[Document text]
↓↓↓

Performance. Three tests were conducted. First, we examined the 
network's predictions on a set of 70,000 random strings. During this test, 
the network is first presented with the start signal, and one of the five letters 
or E is then selected at random as a successor. If that letter is predicted by 
the network as a legal successor (i.e, activation is above 0.3 for the 
corresponding unit), it is then presented to the input layer on the next time 
step, and another letter is drawn at random as its successor. This procedure 
is repeated as long as each letter is predicted as a legal successor until the 
end signal is selected as the next letter. The procedure is interrupted as soon 
as the actual successor generated by the random procedure is not predicted 
by the network, and the string of letters is then considered 'rejected'. A 
string is considered 'accepted' if all its letters have been predicted as 
possible continuations up to, and including, the end signal. Of the 70,000 
random strings, 0.3 % were grammatical, and 99.7 % were ungrammatical. 
The network performed flawlessly, accepting all the grammatical strings and 
rejecting all the others. In a second test, we presented the network with 
20,000 generated at random from the grammar, i.e, all these strings were 
grammatical. Using the same criterion as above, all of these strings were 
correctly 'accepted'. Finally, we constructed a set of very long grammatical 
strings -- more than 100 letters long -- and verified that at each step the 
network correctly predicted all the possible successors (activations above 
0.3) and none of the other letters in the grammar.

↑↑↑

[Problem to work on]
Decide whether each statement below agrees with the performance passage above. For each, answer yes or no and quote the words of the passage that decide it.
1. Most of the 70,000 random strings were ungrammatical.
2. A letter counts as a legal successor when the activation of its unit is below 0.3.
3. The strings in the final test were more than 100 letters long.

[Stored rows]
↓↓↓

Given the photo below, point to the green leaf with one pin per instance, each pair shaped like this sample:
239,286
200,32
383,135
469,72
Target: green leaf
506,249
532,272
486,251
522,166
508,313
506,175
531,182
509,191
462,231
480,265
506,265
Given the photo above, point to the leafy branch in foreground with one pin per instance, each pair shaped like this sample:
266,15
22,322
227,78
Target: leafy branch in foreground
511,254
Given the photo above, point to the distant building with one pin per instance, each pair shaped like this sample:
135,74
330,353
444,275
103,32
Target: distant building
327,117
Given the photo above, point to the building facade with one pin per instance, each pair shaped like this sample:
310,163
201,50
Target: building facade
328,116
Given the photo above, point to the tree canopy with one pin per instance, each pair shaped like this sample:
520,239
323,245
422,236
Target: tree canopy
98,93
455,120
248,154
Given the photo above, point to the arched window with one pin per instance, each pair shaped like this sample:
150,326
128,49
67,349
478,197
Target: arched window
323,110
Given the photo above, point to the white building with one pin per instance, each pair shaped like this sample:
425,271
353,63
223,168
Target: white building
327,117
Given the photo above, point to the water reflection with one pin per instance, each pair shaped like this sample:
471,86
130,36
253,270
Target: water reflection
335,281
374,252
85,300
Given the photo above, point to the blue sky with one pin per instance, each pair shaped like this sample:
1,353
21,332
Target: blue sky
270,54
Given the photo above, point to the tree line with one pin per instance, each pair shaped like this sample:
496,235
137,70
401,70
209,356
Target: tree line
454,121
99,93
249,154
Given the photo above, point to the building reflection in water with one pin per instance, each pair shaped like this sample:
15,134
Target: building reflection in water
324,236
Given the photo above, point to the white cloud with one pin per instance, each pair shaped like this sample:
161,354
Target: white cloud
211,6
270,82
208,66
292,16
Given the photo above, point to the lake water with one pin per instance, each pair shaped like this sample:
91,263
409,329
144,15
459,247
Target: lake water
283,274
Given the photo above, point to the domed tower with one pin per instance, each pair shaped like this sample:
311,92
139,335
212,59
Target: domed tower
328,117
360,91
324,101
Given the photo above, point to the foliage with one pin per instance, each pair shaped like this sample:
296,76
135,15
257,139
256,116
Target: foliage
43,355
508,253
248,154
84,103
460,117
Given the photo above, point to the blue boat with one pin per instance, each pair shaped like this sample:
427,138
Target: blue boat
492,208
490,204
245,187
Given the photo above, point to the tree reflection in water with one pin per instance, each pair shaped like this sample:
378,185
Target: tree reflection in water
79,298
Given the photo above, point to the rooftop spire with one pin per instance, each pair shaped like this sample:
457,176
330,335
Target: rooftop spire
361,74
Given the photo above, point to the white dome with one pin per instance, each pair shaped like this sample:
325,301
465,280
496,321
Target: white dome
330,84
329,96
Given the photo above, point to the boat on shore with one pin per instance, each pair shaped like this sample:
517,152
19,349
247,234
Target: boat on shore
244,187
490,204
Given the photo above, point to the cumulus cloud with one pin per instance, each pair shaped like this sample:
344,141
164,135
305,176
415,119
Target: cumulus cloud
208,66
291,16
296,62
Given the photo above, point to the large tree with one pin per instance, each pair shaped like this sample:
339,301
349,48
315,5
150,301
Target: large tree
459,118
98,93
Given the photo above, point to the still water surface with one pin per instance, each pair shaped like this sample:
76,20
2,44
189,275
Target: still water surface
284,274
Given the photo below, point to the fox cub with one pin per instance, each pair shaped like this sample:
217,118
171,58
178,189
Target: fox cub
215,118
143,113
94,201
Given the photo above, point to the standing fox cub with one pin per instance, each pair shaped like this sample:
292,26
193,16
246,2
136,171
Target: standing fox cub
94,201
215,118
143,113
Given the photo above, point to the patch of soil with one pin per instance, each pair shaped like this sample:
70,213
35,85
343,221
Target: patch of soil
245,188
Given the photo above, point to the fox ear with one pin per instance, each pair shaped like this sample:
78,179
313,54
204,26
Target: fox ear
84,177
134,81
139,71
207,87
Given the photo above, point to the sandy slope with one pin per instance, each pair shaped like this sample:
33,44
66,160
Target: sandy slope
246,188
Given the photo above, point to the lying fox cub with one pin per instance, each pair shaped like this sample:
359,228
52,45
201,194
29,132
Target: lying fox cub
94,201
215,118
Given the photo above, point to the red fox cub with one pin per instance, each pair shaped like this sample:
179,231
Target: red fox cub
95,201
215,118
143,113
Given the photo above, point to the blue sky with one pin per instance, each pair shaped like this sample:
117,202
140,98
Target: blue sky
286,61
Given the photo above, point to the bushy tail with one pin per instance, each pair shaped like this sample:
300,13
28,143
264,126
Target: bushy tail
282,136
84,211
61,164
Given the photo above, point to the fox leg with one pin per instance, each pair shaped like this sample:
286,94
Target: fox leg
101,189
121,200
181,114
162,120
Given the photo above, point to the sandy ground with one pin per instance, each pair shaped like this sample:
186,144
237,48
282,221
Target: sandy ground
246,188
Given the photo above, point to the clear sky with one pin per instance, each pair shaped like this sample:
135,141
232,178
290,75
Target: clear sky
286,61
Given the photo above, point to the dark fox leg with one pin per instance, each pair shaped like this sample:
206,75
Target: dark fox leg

↑↑↑

[Written response]
1. Yes: "0.3 % were grammatical, and 99.7 % were ungrammatical."
2. No: "activation is above 0.3 for the corresponding unit"
3. Yes: "more than 100 letters long"